Region pointing data:
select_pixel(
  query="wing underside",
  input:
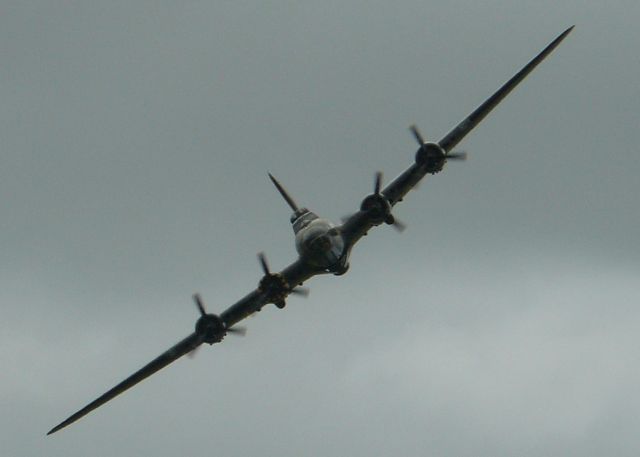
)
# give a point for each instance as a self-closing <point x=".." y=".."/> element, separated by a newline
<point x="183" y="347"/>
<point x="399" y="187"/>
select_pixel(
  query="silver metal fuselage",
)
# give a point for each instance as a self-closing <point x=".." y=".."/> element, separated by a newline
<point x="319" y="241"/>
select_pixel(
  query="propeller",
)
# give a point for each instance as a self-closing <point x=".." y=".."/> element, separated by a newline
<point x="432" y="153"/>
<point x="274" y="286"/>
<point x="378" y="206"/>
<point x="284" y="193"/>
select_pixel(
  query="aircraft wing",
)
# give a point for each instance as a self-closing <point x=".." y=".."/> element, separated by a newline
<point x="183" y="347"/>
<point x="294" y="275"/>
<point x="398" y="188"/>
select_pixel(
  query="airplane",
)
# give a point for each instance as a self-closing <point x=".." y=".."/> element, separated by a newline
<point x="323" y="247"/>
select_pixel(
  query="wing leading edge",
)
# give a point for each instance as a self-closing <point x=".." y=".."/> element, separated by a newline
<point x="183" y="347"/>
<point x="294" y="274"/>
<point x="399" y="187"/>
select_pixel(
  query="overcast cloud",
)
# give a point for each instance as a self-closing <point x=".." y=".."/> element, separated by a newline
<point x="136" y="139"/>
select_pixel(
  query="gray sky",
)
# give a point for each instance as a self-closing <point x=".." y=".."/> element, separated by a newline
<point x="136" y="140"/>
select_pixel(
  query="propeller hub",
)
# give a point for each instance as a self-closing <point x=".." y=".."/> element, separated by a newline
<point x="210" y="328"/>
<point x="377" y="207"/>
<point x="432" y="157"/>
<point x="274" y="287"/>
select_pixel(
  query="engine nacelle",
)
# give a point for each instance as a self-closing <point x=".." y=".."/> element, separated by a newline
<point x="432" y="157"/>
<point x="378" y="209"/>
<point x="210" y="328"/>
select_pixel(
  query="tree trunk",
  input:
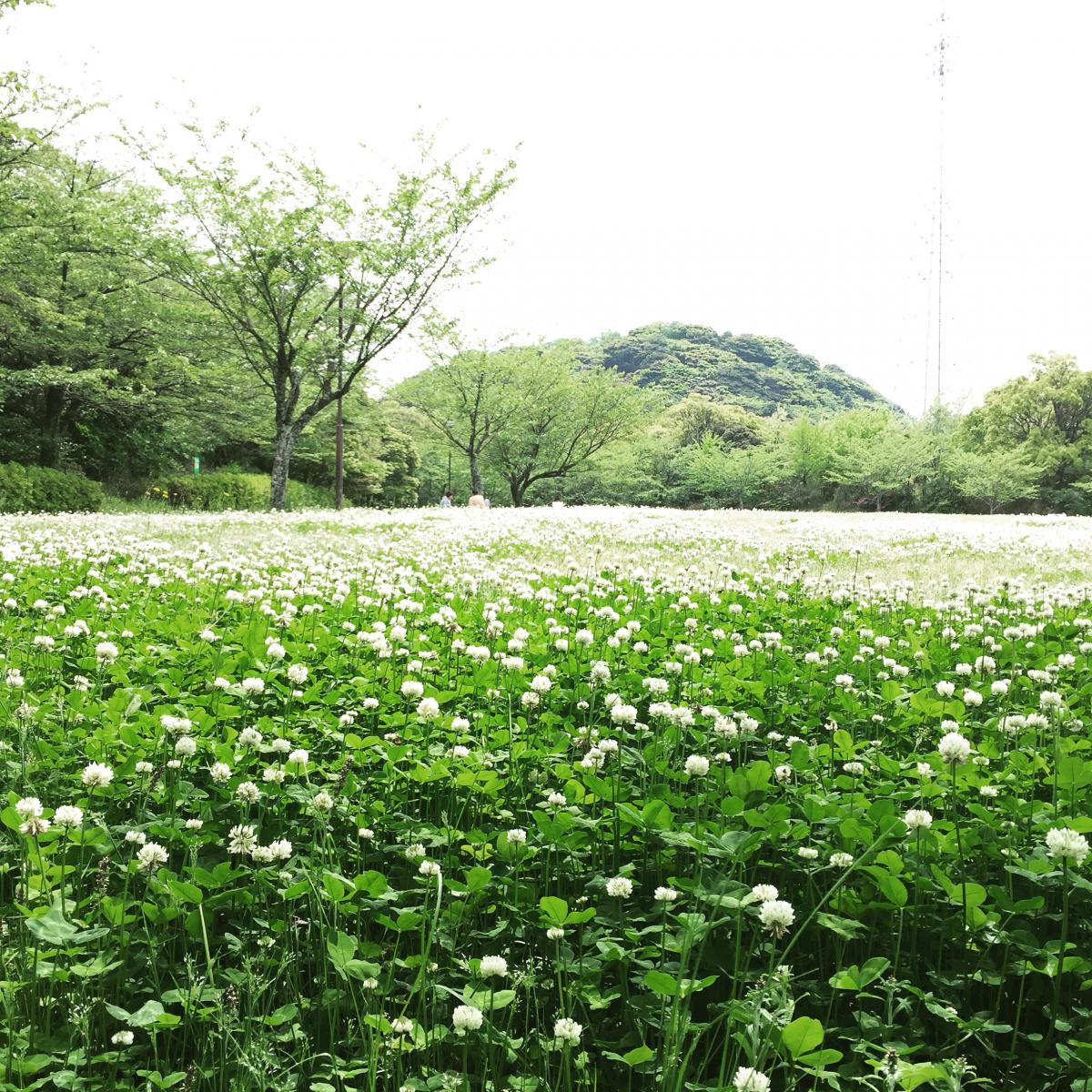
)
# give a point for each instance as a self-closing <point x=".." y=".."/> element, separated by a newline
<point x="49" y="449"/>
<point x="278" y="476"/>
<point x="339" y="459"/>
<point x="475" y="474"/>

▸ **Work instructions**: Check each line above for the string "query", then copy the ones that have it.

▸ **Answer to the problem**:
  query="wing underside",
  query="silver metal fuselage",
  query="propeller",
  query="aircraft wing",
  query="airplane",
  query="wing leading edge",
  query="overcast cloud",
  query="gray sky",
  query="propeller hub",
  query="engine nacelle",
  query="tree trunk",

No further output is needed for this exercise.